Your task: Copy every record word for word.

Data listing

· · · · ·

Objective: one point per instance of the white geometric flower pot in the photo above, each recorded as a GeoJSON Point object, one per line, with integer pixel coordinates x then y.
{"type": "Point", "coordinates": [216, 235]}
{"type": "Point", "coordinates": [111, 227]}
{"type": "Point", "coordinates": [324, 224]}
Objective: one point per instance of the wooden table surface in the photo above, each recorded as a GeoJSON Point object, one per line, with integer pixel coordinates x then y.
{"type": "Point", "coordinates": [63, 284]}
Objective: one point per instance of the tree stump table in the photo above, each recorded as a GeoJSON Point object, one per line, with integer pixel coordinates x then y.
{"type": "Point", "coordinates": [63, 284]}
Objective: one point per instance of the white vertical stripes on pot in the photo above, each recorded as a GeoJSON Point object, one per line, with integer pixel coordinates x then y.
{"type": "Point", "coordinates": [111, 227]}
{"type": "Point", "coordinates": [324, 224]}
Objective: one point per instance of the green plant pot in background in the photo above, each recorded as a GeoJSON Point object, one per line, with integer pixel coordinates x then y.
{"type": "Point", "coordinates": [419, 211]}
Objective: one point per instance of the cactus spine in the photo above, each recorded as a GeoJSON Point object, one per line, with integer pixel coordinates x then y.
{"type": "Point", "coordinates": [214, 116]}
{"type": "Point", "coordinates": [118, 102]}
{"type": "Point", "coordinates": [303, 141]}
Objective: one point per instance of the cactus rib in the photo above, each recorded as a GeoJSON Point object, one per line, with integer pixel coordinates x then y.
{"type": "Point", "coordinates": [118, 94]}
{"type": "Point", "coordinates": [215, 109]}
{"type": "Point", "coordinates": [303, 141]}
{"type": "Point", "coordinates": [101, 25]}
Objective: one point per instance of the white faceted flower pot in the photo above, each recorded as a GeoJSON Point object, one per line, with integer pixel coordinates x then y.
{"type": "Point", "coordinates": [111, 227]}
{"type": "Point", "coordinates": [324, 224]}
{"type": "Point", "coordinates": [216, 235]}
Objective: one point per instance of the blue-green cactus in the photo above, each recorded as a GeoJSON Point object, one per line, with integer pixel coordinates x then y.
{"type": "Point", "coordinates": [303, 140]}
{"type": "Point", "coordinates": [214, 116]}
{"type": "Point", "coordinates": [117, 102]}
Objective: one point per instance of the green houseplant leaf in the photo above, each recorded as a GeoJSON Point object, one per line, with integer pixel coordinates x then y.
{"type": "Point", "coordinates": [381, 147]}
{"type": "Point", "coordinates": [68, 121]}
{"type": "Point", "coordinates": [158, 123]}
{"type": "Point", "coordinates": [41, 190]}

· · · · ·

Expected answer:
Objective: one point per instance of the white geometric flower pot in the photo above, each recorded as a GeoJSON Point object, one per line, with integer pixel coordinates x then y.
{"type": "Point", "coordinates": [216, 235]}
{"type": "Point", "coordinates": [111, 227]}
{"type": "Point", "coordinates": [324, 224]}
Objective: one point per instance of the wooden table surface in the photo above, each recorded as a GeoJSON Point object, one per line, with integer pixel coordinates x then y.
{"type": "Point", "coordinates": [63, 284]}
Objective: one point per instance of the tree stump table in the photo above, each recorded as a GeoJSON Point object, one per line, with integer pixel coordinates x then y.
{"type": "Point", "coordinates": [63, 284]}
Objective: one point per instance of the white vertical stripes on pot in the photo above, each recorded as a GeoJSON Point object, one per line, with integer pixel coordinates x then y.
{"type": "Point", "coordinates": [111, 227]}
{"type": "Point", "coordinates": [324, 224]}
Objective: one point per instance of the green plant pot in background in the photo above, each recorded as a GeoJSON Point object, one per line, with integer pixel coordinates x then y.
{"type": "Point", "coordinates": [419, 211]}
Objective: one point per instance of the cactus spine in the photo above, each recorded as a GeoJSON Point object, one per line, with integer pixel coordinates x then y.
{"type": "Point", "coordinates": [214, 116]}
{"type": "Point", "coordinates": [118, 102]}
{"type": "Point", "coordinates": [303, 141]}
Objective: one point per instance of the cactus rib in the photo above, each recorded as a GeoJSON Point object, one per line, with integer pixel coordinates x then y.
{"type": "Point", "coordinates": [118, 94]}
{"type": "Point", "coordinates": [215, 109]}
{"type": "Point", "coordinates": [303, 141]}
{"type": "Point", "coordinates": [101, 25]}
Objective: one point per instance of the white faceted flower pot in the photo above, each recorded as a GeoJSON Point object, one per line, with integer pixel coordinates x then y.
{"type": "Point", "coordinates": [111, 227]}
{"type": "Point", "coordinates": [324, 224]}
{"type": "Point", "coordinates": [216, 235]}
Objective: one point per instance of the blue-green cactus in the photo above, each recorded as a GeoJSON Point object, one per line, with integer pixel coordinates x then y.
{"type": "Point", "coordinates": [303, 140]}
{"type": "Point", "coordinates": [214, 116]}
{"type": "Point", "coordinates": [117, 102]}
Objective: one point per instance of the green houseplant leaf in the photo above, each recorded as a GeoJSON Point object, one per line, with integer pixel coordinates x then y.
{"type": "Point", "coordinates": [381, 147]}
{"type": "Point", "coordinates": [68, 121]}
{"type": "Point", "coordinates": [158, 123]}
{"type": "Point", "coordinates": [41, 190]}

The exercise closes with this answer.